EXTRACT TO READ START
Townhall.com ^ | November 18, 2013 | Matthew Needham

Posted on 11/18/2013 5:50:47 AM PST by Kaslin

Imagine that you run a grocery store with your daughter, a store you have owned for thirty years. Imagine that just last year the IRS found no violations in an audit of your store. Now imagine that, despite continuing your sound business practices, you awake one day to find the IRS has seized your entire bank account. The IRS has used a technique called civil forfeiture against you and you find your Constitutional guarantee of innocence until proven guilty has been completely reversed. That is the nightmare that Terry Dehko and his daughter Sandy Thomas found themselves in on January 22, 2013.

Since he bought it in 1978, Terry Dehko has owned Schott’s Supermarket in Fraser, Michigan. His daughter, Sandy, began working at the store when she was 12 and now helps her father run it. The IRS has not argued before a court of law that Terry and Sandy have committed a crime, but that has not stopped it from seizing their entire bank account, worth over $35,000.

The IRS claims that Terry and Sandy violated federal anti-money laundering laws by making regular deposits of cash in amounts less than $10,000. Since banks are required to report deposits larger than $10,000 to the IRS, a firm that consistently makes deposits less than this minimum may draw the attention of the IRS.

Dehko and Thomas state that they have nothing to hide and have offered a simple explanation. Their insurance policy, aimed at small businesses like their grocery store, protects them from theft, but only up to $10,000. Since any dollar over 10,000 left in the store is liable to uninsurable theft, Terry and Sandy make sure their revenues are deposited in their bank account before accumulating above $10,000.
EXTRACT TO READ END
EXCERPTED RECORDS START
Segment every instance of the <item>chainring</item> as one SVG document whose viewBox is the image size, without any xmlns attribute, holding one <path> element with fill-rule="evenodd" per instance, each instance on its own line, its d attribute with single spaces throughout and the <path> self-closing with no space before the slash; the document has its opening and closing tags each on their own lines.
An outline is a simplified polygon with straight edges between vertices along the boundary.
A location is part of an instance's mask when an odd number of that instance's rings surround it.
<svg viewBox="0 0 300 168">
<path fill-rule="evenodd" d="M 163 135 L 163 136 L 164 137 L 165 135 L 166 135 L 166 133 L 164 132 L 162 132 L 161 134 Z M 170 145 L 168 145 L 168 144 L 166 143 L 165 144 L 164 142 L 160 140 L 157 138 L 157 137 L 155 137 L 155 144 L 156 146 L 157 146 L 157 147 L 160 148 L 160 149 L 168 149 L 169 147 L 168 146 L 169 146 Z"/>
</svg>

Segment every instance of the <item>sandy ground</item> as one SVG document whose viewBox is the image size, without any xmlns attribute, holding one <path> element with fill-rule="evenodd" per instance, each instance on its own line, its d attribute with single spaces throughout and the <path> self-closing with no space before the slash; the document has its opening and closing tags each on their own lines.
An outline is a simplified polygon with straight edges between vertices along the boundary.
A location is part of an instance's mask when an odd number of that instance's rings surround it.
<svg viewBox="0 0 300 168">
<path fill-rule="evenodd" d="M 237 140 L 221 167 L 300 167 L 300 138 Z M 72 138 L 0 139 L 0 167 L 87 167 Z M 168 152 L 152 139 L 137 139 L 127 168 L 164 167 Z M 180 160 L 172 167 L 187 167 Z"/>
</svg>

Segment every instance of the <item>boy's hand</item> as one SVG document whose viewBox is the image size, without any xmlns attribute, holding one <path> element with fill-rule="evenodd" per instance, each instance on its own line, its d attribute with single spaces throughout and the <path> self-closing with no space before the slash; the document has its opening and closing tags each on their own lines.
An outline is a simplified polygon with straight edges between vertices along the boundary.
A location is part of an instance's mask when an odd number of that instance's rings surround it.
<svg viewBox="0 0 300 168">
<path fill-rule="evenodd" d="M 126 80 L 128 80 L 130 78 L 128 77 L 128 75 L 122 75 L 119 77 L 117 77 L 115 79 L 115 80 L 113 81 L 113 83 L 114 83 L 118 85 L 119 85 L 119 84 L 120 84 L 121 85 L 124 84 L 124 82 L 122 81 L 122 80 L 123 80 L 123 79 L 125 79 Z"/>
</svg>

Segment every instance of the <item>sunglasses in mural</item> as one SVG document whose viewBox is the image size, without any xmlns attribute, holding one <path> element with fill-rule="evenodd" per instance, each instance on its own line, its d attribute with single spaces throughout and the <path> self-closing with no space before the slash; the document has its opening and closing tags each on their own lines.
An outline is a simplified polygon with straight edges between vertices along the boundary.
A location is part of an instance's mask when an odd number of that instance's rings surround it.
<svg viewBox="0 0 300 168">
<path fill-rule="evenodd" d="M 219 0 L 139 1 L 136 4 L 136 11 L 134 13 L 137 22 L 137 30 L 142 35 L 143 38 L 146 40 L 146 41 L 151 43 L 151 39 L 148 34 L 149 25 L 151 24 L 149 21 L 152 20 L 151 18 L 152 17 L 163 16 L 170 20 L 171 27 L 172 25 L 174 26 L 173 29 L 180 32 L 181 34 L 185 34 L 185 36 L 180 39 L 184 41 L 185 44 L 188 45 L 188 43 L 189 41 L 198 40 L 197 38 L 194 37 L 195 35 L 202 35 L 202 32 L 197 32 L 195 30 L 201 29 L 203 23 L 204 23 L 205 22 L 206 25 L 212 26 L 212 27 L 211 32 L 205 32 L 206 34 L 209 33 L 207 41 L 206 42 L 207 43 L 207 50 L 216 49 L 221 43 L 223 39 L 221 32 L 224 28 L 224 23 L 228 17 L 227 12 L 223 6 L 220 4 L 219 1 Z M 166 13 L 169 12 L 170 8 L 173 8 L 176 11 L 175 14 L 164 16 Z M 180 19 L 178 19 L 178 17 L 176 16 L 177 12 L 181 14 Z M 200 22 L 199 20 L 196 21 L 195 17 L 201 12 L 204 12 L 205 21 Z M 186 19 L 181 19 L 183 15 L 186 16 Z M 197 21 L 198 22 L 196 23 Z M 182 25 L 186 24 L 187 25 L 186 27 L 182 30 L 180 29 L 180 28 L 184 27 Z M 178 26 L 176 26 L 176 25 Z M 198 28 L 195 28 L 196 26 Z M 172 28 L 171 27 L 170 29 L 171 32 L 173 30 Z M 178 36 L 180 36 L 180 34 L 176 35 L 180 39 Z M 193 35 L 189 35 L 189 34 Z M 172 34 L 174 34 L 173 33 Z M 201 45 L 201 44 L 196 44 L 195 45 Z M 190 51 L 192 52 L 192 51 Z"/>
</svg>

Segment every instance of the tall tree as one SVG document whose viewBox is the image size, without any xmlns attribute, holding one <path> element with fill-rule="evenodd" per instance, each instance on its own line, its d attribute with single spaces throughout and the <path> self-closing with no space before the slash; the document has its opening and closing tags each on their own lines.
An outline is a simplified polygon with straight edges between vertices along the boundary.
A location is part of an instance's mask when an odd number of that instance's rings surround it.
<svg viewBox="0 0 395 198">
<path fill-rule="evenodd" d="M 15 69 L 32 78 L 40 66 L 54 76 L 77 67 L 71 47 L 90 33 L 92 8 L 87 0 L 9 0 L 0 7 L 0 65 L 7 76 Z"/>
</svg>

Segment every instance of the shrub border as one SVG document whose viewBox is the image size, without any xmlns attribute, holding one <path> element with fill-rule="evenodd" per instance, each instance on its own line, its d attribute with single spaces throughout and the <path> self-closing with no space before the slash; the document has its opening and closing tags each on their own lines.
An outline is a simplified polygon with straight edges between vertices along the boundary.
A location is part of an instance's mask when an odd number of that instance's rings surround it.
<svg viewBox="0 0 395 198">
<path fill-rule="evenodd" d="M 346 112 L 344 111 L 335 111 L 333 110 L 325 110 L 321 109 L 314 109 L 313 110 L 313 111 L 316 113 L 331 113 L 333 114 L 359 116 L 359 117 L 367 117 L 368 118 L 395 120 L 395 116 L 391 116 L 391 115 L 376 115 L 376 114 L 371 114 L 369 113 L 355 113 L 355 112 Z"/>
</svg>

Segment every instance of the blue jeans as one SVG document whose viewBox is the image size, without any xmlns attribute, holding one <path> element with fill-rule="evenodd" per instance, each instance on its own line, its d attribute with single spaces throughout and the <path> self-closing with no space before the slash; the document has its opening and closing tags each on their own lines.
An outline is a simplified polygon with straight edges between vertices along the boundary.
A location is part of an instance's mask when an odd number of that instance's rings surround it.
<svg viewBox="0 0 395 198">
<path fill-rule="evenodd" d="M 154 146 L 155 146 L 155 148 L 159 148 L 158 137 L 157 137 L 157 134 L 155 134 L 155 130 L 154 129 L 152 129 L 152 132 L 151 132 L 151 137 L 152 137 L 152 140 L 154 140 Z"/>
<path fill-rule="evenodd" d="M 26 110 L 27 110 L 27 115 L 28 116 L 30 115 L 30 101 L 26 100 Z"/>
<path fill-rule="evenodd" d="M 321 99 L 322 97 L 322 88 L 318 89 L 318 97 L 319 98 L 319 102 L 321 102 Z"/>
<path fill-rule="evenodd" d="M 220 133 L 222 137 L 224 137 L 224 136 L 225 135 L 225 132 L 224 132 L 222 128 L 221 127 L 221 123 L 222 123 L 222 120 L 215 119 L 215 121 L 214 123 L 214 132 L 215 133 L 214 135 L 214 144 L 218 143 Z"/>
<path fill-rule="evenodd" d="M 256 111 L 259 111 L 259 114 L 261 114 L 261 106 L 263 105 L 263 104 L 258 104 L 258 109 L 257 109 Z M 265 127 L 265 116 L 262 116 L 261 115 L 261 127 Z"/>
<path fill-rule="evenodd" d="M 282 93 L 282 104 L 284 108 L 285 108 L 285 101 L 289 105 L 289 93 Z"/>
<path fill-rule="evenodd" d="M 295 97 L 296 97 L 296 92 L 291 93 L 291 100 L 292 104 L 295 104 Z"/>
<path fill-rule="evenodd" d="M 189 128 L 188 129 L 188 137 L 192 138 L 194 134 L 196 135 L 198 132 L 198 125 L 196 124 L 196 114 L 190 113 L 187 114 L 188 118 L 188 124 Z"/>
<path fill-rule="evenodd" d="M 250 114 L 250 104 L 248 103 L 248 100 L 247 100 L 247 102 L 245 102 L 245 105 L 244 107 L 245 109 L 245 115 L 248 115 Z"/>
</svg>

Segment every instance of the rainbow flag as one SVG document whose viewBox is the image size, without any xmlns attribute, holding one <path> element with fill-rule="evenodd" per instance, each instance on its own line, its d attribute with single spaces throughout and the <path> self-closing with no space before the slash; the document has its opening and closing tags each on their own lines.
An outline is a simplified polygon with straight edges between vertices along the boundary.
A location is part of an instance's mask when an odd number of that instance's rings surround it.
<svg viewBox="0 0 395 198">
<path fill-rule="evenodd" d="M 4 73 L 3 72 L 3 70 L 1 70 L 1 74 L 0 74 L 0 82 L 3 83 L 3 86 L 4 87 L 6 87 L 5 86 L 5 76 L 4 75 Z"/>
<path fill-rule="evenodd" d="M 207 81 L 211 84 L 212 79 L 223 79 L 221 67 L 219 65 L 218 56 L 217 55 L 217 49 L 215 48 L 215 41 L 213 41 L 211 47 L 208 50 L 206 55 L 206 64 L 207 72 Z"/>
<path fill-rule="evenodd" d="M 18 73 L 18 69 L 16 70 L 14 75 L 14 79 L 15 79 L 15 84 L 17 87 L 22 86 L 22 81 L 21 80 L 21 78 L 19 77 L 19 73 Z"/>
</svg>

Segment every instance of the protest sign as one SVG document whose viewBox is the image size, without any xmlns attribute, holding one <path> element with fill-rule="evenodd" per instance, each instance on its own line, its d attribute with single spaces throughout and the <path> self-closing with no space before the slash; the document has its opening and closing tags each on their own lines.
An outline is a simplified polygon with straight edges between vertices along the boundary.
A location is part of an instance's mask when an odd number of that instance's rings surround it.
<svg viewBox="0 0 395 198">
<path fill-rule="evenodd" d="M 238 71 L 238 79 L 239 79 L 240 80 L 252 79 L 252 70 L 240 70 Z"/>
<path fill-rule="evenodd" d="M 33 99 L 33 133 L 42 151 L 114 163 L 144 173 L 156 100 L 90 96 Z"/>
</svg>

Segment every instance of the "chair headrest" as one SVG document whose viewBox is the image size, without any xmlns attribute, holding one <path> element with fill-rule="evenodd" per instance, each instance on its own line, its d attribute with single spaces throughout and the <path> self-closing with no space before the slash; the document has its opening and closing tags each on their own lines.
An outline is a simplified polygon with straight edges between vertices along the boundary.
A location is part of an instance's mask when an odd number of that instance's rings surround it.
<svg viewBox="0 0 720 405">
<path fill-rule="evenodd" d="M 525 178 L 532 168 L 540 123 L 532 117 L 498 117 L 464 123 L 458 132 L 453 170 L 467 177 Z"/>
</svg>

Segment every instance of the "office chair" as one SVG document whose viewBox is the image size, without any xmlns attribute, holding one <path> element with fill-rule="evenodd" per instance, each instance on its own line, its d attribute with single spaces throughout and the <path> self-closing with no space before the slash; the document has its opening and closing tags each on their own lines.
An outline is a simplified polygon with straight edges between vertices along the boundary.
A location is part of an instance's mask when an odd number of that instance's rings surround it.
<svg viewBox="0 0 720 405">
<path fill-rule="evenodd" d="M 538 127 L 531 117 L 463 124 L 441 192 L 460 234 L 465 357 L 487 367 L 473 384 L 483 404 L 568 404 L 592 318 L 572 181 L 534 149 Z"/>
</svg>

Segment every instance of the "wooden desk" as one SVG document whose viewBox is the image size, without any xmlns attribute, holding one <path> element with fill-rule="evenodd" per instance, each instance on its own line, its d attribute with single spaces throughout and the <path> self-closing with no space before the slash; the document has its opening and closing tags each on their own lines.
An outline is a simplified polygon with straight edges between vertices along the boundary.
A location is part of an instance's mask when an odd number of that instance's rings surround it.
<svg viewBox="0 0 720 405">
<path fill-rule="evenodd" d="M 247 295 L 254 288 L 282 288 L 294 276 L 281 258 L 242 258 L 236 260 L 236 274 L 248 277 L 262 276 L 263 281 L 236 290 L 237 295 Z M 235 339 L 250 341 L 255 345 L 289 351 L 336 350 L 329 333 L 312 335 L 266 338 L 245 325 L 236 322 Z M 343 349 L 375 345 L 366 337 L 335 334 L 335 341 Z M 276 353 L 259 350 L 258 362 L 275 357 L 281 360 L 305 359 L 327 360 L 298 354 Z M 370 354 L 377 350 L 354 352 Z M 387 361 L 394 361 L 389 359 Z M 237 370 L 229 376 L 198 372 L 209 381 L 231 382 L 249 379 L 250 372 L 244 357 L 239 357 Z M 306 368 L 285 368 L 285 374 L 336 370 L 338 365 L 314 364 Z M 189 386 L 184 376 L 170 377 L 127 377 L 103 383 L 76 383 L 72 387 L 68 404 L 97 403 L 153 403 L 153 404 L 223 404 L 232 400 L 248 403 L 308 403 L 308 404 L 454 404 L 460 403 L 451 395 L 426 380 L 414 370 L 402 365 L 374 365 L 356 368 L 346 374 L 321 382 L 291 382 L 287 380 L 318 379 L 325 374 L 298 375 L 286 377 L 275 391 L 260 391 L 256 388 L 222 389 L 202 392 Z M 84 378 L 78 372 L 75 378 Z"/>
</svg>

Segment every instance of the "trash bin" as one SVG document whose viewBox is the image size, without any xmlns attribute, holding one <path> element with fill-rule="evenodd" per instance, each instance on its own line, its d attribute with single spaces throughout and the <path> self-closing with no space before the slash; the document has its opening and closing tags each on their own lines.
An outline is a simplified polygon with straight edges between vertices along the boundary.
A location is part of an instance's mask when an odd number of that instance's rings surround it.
EXCERPTED RECORDS END
### WHAT TO WORK ON
1. According to the article about the IRS seizure at Schott's Supermarket, how much was the seized bank account worth?
2. Write the next part of the article about the IRS seizure at Schott's Supermarket, picking up after its last sentence.
The data is separate material with no connection to the article.

### RESULTS OF THE EXERCISE
1. Over $35,000.

2.
The IRS seized Terry’s and Sandy’s assets using a process called civil forfeiture, which is a power government bodies may use to seize property that is suspected to have been used in a crime. While the IRS has not proved in a court of law that Terry and Sandy committed fraud, it has been able to seize their assets because it suspects that they may have done so.

Worsening the situation is a lack of due process for victims of civil forfeiture. While Terry and Sandy have explained their sounds business practices since their property was seized in January, they have not been able to argue their case before a court of law. Property owners who have their assets seized do not have a clear path to a speedy trial before a judge. Instead, they are required to file a lawsuit intervening in the forfeiture case. Civil forfeiture has made the idea of “innocent until proven guilty” a complete joke.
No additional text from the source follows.